### Exercise description
Which lines in the dataset excerpt below contain the word "window"? Report each of them in full, treating uppercase and lowercase as different.

Excerpt from a dataset:
- - -

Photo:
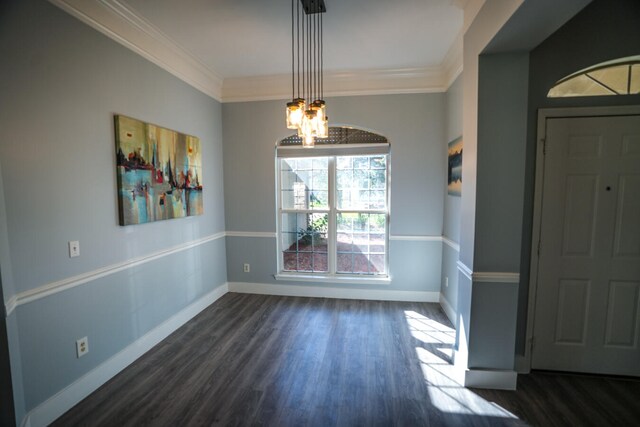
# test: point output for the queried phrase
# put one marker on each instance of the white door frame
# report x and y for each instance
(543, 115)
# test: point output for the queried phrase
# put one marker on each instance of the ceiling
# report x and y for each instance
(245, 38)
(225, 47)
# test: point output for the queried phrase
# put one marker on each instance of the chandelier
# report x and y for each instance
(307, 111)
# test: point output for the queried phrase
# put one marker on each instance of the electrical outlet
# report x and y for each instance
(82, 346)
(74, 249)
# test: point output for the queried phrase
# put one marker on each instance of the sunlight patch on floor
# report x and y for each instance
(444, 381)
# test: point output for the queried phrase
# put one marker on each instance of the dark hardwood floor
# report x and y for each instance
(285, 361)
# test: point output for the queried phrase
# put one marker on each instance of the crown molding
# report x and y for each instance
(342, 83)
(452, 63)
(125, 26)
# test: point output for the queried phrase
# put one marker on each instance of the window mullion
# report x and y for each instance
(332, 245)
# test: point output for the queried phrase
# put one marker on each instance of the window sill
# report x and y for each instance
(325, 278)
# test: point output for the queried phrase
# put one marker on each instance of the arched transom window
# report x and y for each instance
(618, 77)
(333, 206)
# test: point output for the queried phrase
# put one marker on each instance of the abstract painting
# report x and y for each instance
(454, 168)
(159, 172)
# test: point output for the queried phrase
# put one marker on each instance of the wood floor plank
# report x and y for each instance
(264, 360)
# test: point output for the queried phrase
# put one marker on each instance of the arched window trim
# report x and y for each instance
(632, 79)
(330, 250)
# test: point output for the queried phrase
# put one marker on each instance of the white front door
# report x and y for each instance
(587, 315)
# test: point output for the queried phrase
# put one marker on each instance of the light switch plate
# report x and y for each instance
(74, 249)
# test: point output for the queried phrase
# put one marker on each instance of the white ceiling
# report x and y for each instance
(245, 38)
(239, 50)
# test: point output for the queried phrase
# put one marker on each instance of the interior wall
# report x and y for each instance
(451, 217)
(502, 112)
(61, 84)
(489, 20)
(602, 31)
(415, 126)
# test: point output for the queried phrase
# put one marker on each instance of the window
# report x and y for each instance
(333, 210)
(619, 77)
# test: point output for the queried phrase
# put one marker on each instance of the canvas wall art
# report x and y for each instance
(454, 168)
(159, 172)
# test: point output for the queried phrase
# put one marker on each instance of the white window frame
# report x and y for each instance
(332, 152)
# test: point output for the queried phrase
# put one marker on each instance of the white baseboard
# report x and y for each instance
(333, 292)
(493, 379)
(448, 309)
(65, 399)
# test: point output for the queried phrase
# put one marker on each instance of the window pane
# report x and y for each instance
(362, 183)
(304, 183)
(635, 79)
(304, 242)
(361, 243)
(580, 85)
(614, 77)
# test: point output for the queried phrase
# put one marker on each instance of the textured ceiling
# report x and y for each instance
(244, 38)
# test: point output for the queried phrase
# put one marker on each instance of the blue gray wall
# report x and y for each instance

- - -

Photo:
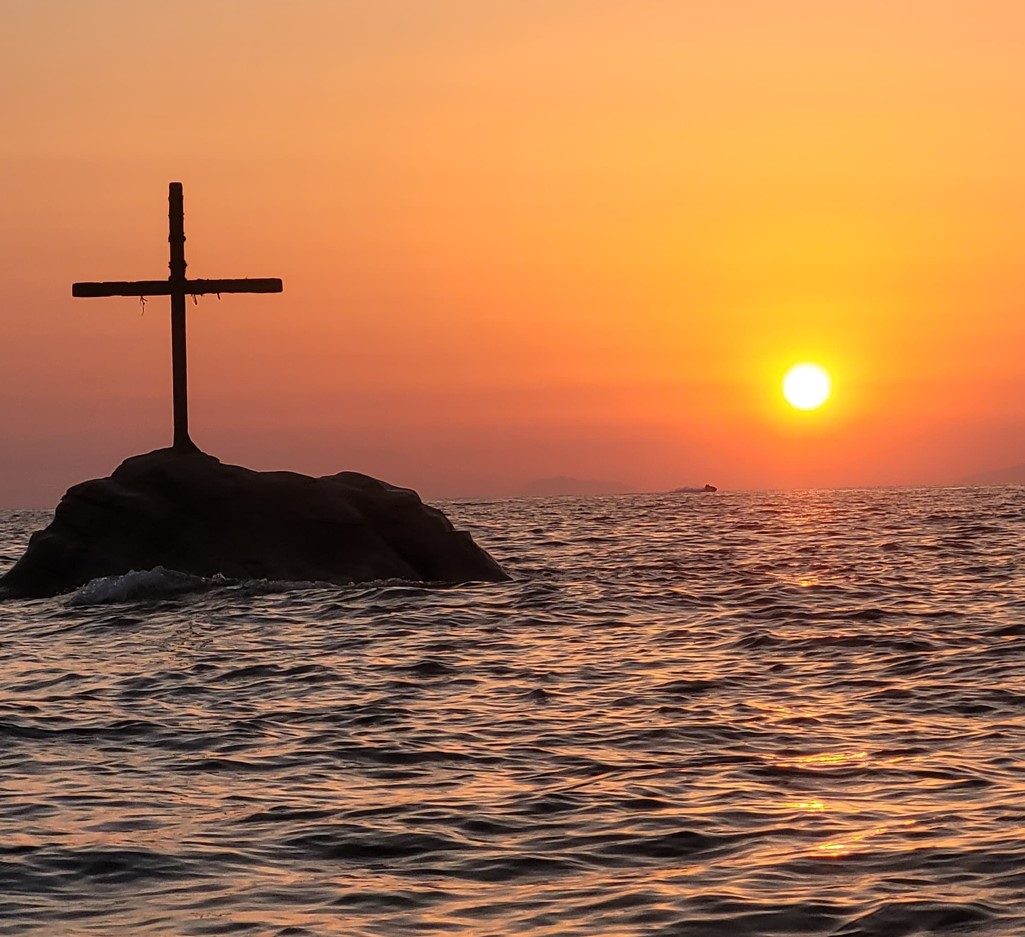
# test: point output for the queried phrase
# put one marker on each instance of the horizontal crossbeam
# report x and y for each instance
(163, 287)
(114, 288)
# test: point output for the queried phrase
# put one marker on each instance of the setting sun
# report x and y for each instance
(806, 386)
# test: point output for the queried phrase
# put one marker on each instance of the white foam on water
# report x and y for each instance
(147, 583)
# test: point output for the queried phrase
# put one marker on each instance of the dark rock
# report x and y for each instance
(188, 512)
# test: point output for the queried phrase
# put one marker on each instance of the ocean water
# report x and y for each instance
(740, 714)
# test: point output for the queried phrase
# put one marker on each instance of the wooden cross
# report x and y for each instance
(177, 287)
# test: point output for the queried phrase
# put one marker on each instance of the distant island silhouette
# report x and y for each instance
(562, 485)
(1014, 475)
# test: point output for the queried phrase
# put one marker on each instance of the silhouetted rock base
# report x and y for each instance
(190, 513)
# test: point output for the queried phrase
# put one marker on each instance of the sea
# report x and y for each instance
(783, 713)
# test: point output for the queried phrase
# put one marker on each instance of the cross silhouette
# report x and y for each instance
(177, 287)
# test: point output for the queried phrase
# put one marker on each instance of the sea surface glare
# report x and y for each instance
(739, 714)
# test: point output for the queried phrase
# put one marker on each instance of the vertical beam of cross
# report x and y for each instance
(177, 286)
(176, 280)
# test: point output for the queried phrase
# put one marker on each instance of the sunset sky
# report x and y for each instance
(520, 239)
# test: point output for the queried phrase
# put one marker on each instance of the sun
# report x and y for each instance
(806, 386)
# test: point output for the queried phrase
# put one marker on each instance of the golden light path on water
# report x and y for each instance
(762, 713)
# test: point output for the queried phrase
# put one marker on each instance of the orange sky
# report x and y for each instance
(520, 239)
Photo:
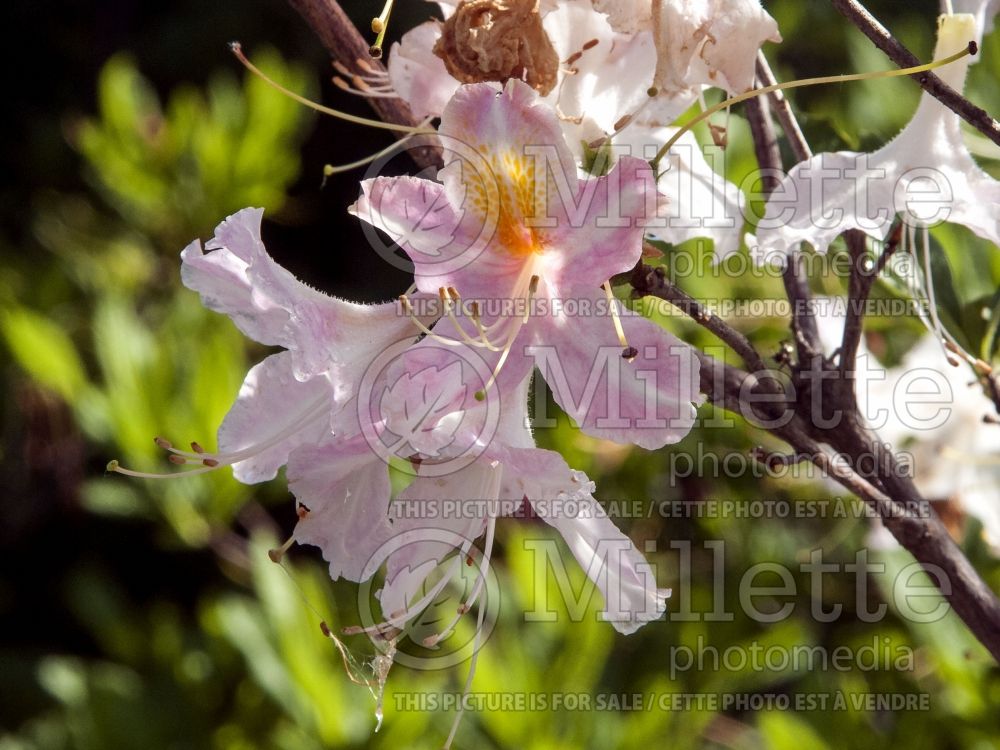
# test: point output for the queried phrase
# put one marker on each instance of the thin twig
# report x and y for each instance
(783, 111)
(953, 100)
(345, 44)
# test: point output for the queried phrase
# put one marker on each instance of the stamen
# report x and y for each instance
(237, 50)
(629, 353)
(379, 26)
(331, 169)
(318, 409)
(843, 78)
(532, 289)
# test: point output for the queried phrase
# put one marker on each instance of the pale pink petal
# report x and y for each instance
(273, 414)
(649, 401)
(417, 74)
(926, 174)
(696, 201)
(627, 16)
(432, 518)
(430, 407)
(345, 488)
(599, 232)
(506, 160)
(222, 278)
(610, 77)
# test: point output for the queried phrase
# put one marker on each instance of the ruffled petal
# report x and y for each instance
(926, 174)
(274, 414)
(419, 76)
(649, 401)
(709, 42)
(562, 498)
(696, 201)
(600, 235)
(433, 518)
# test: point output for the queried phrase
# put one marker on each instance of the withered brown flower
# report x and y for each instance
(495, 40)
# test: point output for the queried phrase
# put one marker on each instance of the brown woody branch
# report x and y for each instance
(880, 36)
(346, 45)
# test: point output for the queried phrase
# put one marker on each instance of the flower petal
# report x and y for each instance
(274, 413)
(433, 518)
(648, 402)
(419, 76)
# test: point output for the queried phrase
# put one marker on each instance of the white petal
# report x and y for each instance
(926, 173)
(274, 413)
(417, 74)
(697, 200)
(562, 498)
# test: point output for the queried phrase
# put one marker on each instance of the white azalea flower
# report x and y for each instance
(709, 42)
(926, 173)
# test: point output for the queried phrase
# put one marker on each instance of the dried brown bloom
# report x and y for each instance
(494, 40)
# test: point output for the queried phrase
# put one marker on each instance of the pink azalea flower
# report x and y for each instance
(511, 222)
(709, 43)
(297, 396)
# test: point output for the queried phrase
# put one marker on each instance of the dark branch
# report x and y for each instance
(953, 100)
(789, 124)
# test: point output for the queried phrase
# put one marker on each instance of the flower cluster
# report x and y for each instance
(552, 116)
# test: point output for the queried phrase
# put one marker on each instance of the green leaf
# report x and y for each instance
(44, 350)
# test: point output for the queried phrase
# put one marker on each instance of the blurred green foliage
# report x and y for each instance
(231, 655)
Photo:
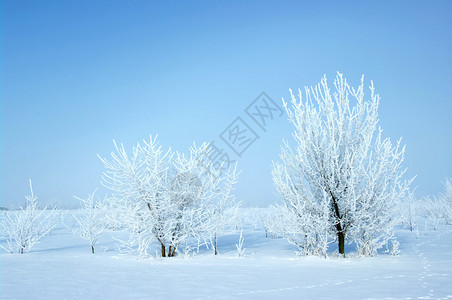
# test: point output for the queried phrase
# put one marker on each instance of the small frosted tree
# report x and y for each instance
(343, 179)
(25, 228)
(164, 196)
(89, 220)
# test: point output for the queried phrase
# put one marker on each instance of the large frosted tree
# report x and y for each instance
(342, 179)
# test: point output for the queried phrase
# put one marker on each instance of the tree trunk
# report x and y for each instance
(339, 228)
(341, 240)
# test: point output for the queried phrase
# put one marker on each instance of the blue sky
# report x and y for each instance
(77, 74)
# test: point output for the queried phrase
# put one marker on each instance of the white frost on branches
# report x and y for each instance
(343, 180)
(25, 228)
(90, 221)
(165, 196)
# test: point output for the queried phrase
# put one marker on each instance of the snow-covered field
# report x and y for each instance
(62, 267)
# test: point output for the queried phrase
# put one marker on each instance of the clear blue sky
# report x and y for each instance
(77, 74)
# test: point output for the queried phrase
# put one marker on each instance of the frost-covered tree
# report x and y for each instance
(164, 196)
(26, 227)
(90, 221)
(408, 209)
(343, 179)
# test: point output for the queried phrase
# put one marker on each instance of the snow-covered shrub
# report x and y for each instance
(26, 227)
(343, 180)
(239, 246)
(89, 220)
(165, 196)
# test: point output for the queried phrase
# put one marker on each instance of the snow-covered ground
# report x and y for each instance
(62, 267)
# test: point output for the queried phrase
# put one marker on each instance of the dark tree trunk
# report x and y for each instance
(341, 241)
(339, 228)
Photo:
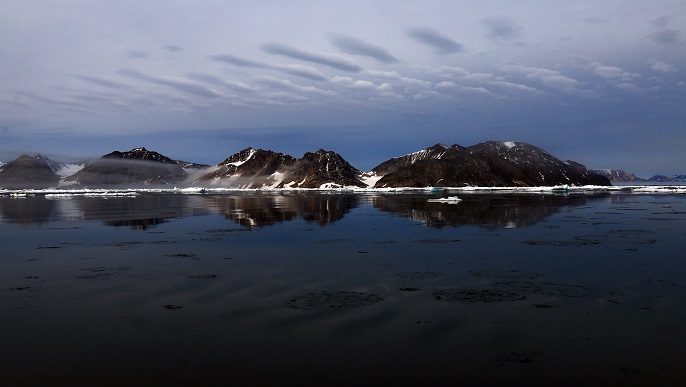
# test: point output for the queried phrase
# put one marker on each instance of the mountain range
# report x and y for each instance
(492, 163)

- - -

### Answer to the exercise
# put one marker on each instance of the window mullion
# put one marker on each instance of the window sill
# put one marker on each instance of the arched transom window
# put one marker on each instance of the arched window trim
# put one marker on each instance of the window
# put one marker on each instance of the white window frame
# put one marker on each instance of the window pane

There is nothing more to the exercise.